Skip to navigation Skip to content
Darby Logo white
About Services Our Clients The Darby Way Let’s Talk

In Response: An Honest Reflection of the Media Landscape

By Darby • May 14, 2025

Every once in a while, we read something from a media partner that stops us in our tracks and makes us think…really think…about their work, our work, and how it all fits together in today’s tumultuous media landscape. Recently, Maggie Slepian shared one such piece on her Substack, a shockingly candid essay called “An Honest Reflection of the Media Landscape, Plus the Rate Chasm Between SEO and Essays.”

Maggie’s piece hits home. Our initial reaction was a head-shaking damn, it’s hard out there for freelancers. Then a second wave of realization hit us. This is a must-read for our team AND clients. It’s our job to educate our brands on what is happening in the media world. If they don’t have at least a basic understanding of the landscape, our PR efforts and results might not make much sense. On the flip side, it’s also our job to make connections, ideate story angles, and share products that make getting placements easier for media. So we’re sharing our thoughts in response to Maggie’s piece for two reasons: 

  • To contextualize the current outdoor media landscape for brands, including how it affects coverage opportunities.
  • To provide constructive feedback for our team and other PR practitioners on how we can all be more understanding and accommodating toward our media partners.

DATA TO EXAMINE:
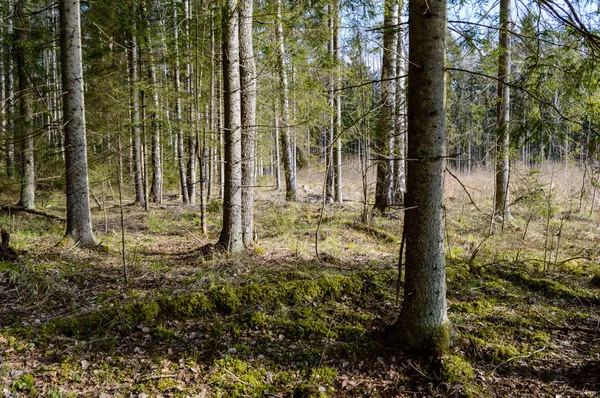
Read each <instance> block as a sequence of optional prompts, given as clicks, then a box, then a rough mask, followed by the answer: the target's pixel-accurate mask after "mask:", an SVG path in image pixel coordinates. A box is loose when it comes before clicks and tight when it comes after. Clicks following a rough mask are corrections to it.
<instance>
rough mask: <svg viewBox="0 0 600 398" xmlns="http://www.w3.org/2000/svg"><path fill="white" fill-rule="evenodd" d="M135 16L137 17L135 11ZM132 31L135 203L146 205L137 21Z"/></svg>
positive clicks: (136, 14) (132, 71) (131, 34)
mask: <svg viewBox="0 0 600 398" xmlns="http://www.w3.org/2000/svg"><path fill="white" fill-rule="evenodd" d="M133 18H134V19H135V18H137V14H135V13H134V15H133ZM132 29H133V31H132V33H131V41H130V51H129V57H130V60H129V68H130V69H129V74H130V76H131V89H130V91H131V124H132V129H133V167H134V186H135V203H136V205H138V206H144V178H143V169H142V132H141V116H140V113H141V112H140V89H139V87H138V84H139V83H138V81H139V69H138V67H139V56H138V44H137V36H136V35H137V33H136V23H135V22H134V24H133V28H132Z"/></svg>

WHAT YOU NEED TO DO: From the media landscape post above, quote the passage that begins at the words "Maggie’s piece hits" and stops after "our media partners.".

EXPECTED OUTPUT:
Maggie’s piece hits home. Our initial reaction was a head-shaking damn, it’s hard out there for freelancers. Then a second wave of realization hit us. This is a must-read for our team AND clients. It’s our job to educate our brands on what is happening in the media world. If they don’t have at least a basic understanding of the landscape, our PR efforts and results might not make much sense. On the flip side, it’s also our job to make connections, ideate story angles, and share products that make getting placements easier for media. So we’re sharing our thoughts in response to Maggie’s piece for two reasons: 

  • To contextualize the current outdoor media landscape for brands, including how it affects coverage opportunities.
  • To provide constructive feedback for our team and other PR practitioners on how we can all be more understanding and accommodating toward our media partners.